> _WRITTEN REQUEST_
Without changing a character, return the entries, but not the images they hold.

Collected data

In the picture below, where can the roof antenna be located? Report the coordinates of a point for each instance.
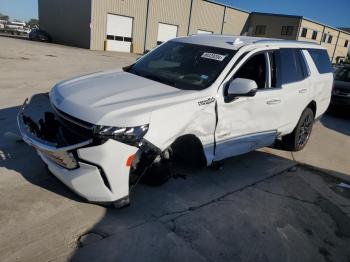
(237, 41)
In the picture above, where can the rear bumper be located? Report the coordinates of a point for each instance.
(97, 173)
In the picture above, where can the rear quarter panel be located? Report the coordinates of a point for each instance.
(320, 87)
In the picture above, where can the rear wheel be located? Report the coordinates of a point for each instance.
(297, 140)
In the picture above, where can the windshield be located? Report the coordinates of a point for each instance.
(182, 65)
(343, 74)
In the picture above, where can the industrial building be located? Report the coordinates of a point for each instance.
(140, 25)
(300, 28)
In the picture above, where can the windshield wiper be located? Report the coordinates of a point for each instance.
(160, 79)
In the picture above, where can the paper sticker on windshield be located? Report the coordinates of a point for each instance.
(213, 56)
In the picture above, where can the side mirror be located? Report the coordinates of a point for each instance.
(242, 87)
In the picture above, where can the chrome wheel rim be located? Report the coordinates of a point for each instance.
(305, 130)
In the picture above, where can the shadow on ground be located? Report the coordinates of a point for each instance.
(337, 119)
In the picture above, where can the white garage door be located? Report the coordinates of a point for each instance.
(166, 32)
(119, 33)
(204, 32)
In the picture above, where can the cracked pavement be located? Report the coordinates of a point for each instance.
(268, 205)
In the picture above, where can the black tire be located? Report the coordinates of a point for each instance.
(298, 139)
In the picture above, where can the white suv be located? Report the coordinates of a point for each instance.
(216, 96)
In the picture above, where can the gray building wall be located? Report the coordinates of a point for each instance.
(235, 22)
(132, 8)
(274, 25)
(206, 16)
(67, 21)
(175, 12)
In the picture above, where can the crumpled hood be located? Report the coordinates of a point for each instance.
(115, 98)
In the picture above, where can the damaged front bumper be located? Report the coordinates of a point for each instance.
(96, 172)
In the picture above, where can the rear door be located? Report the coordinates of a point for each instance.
(247, 123)
(293, 77)
(119, 33)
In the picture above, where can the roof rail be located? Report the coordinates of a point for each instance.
(262, 41)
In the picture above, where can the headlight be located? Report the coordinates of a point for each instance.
(128, 135)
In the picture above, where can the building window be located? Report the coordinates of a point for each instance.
(287, 30)
(260, 29)
(304, 32)
(330, 39)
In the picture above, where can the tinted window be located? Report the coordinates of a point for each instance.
(291, 66)
(321, 60)
(304, 32)
(330, 39)
(260, 29)
(254, 69)
(343, 74)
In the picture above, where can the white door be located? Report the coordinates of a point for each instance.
(247, 123)
(119, 33)
(166, 32)
(204, 32)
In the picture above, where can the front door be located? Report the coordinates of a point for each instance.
(247, 123)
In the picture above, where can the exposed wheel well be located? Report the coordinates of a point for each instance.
(312, 106)
(188, 149)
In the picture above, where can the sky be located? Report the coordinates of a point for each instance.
(332, 12)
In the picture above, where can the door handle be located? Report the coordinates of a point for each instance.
(273, 101)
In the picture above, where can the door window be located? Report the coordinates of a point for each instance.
(321, 60)
(291, 65)
(254, 69)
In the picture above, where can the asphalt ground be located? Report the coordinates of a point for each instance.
(267, 205)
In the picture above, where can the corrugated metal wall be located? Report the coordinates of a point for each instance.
(274, 25)
(235, 22)
(206, 16)
(66, 21)
(169, 12)
(132, 8)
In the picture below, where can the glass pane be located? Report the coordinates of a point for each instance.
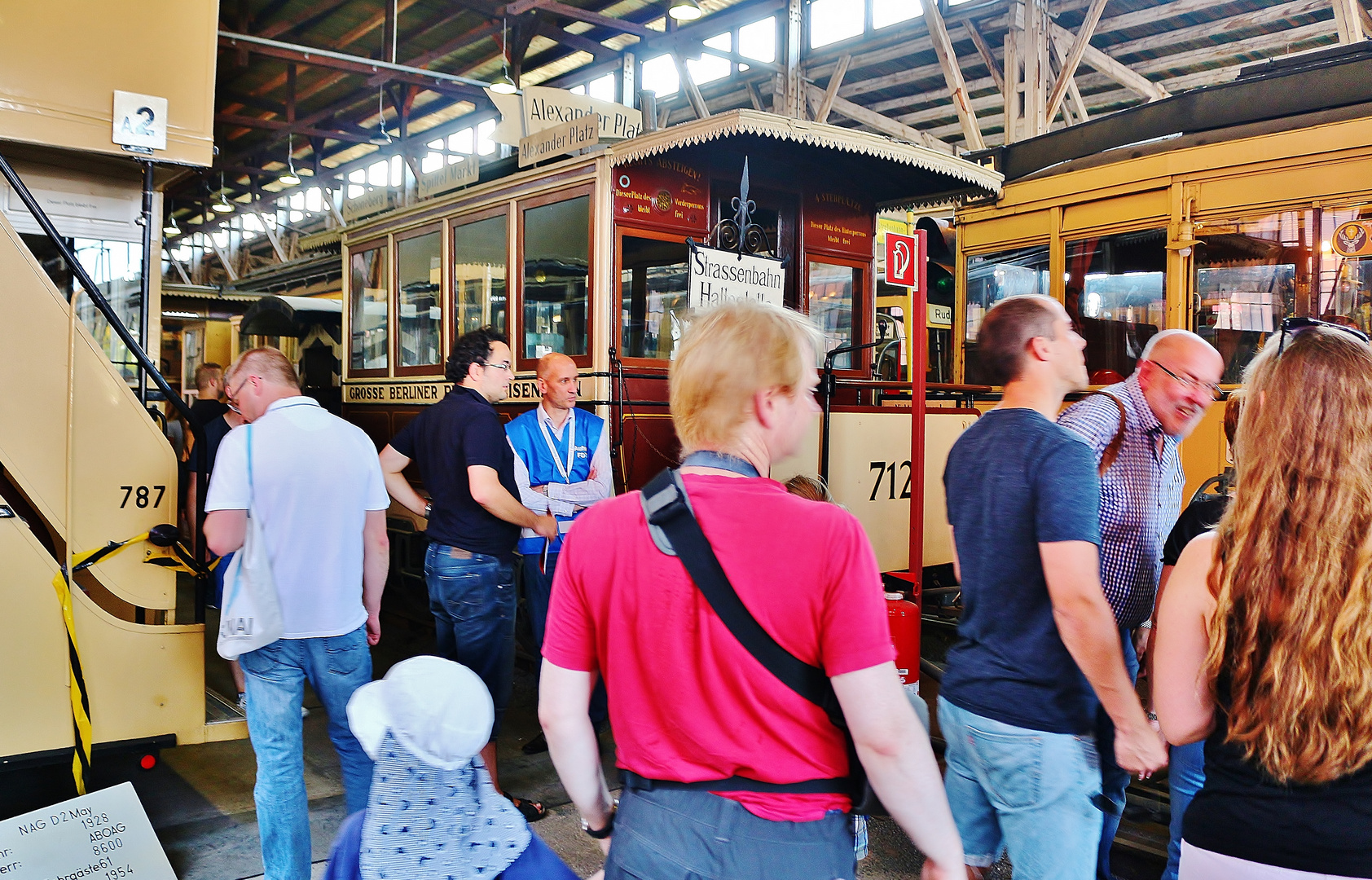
(992, 278)
(556, 272)
(1117, 300)
(117, 270)
(1251, 274)
(830, 305)
(479, 275)
(368, 309)
(1345, 282)
(420, 266)
(652, 283)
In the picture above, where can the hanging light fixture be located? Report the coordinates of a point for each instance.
(170, 228)
(504, 84)
(290, 178)
(685, 10)
(383, 138)
(221, 206)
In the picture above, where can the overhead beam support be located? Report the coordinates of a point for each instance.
(519, 7)
(987, 58)
(952, 76)
(1119, 73)
(1073, 55)
(882, 124)
(832, 90)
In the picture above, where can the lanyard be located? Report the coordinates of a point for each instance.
(569, 430)
(710, 459)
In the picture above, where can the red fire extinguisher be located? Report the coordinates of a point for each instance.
(904, 633)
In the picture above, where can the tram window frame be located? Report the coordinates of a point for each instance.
(501, 212)
(361, 248)
(419, 370)
(638, 232)
(517, 300)
(860, 360)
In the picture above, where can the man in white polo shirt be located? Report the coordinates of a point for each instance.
(316, 485)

> _SOLUTION_
In the picture below, where can the roof antenna be located? Report the coordinates of a point for each instance.
(237, 41)
In the picture above, where can the rear bumper be located? Report the coordinates of a point for each instance.
(97, 173)
In the picture above, where can the rear quarter panel be located? Report the coordinates of a point for each instance.
(320, 87)
In the picture above, where can the rear wheel be located? Report the coordinates of a point for each instance.
(297, 140)
In the picture above, where can the windshield be located? Report the coordinates of a point for each instance.
(182, 65)
(343, 74)
In the picture above, where can the industrial building be located? Report the coordinates of a point for each instance.
(140, 25)
(300, 28)
In the picture above, where can the windshield wiper be located? Report the coordinates of a point for each instance.
(160, 79)
In the picture above, where can the paper sticker on windshield be located? Report the coordinates of a point for each instance.
(213, 56)
In the picture above, where can the side mirror be located? Report the coordinates of a point for each instance.
(242, 87)
In the picture above, where can the chrome wheel rim be located? Report the coordinates of a point for each instance.
(305, 130)
In the picture above, where can the shadow on ground be located? Report the coordinates of a point for each instance.
(337, 119)
In the picture above, where can the white garage door be located? Report the coordinates of a point for each instance.
(166, 32)
(119, 33)
(204, 32)
In the picture above, where can the cracked pavement be located? Report the coordinates of a point for each instance.
(268, 205)
In the picture above, where can the black tire be located? Report the coordinates of a point for each instance.
(298, 139)
In the picture above, where can the white suv be located? Report the coordinates of a point for each instance.
(216, 96)
In the picture above, where can the gray building wall be located? Report the coordinates of a point for each instance.
(235, 22)
(132, 8)
(274, 25)
(206, 16)
(67, 21)
(175, 12)
In the picture above, where can the crumpled hood be located? Report the coordinates of a point for each instance.
(115, 98)
In the picture above, where can the damaged front bumper be located? Report the coordinates of a point for each instance.
(96, 172)
In the picture above, where can the rear door be located? Report the coordinates of a point for each instance.
(247, 123)
(293, 77)
(119, 33)
In the picture above, where can the roof rail be located? Report the coordinates of a point for each instance.
(262, 41)
In the picture above, where can the headlight be located? Report the coordinates of a point for each instance.
(128, 135)
In the picture above, where can the building window be located? Report the coordinates of a point for each instance.
(287, 30)
(260, 29)
(304, 32)
(330, 39)
In the picture above, where can the tinted window be located? Report the coordinates of a point for each instance.
(291, 66)
(321, 60)
(304, 32)
(330, 39)
(260, 29)
(254, 69)
(343, 74)
In the picture above, where can the white door be located? Report the coordinates of a point for each instance.
(247, 123)
(119, 33)
(166, 32)
(204, 32)
In the picture above, where can the front door be located? Report the coordinates of a point for each instance.
(247, 123)
In the picture above, where can the exposed wheel well be located? Report the coordinates of a point for each instance.
(312, 106)
(188, 149)
In the picture above, where can the sky be located? Report the coordinates of a point for each instance.
(332, 12)
In the picture above, where can the door handle be located? Report the coordinates of a point for each instance.
(273, 101)
In the picture above, where can the door window be located? Report the coordinates of a point for each instance.
(321, 60)
(291, 65)
(254, 69)
In the picture above, where can the asphalt ground be located? Report the coordinates of a point for each instance.
(267, 205)
In the picture above, where can the corrugated metal wall be located? Report the coordinates of a point for each instance.
(274, 25)
(235, 22)
(206, 16)
(66, 21)
(169, 12)
(132, 8)
In the picture below, where can the glass pane be located? Report the coordinates of a point for each instance.
(992, 278)
(556, 272)
(1117, 300)
(117, 270)
(1251, 274)
(830, 305)
(479, 275)
(368, 309)
(1345, 282)
(420, 266)
(652, 283)
In the picture above, where can the hanging light fixture be located? Report the coordinates of a point for each instance.
(170, 228)
(504, 84)
(290, 178)
(685, 10)
(383, 138)
(221, 206)
In the picture above, where can the overhead beam support be located? Report the coordinates of a point for each instance.
(519, 7)
(987, 58)
(952, 76)
(1119, 73)
(1073, 55)
(882, 124)
(832, 90)
In the picture above, where can the lanyard be located? Report the coordinates of a point for each instance.
(569, 430)
(710, 459)
In the picture above, where can the red fire extinguisher be located? Report the coordinates of a point for each instance.
(904, 633)
In the picture above, where can the tram window frame be located? Report the coordinates of a point for each instance.
(501, 212)
(361, 248)
(419, 370)
(638, 232)
(517, 300)
(860, 360)
In the picture above, where can the man in white polo shirt be located? Report the coordinates of a point for each instance.
(316, 485)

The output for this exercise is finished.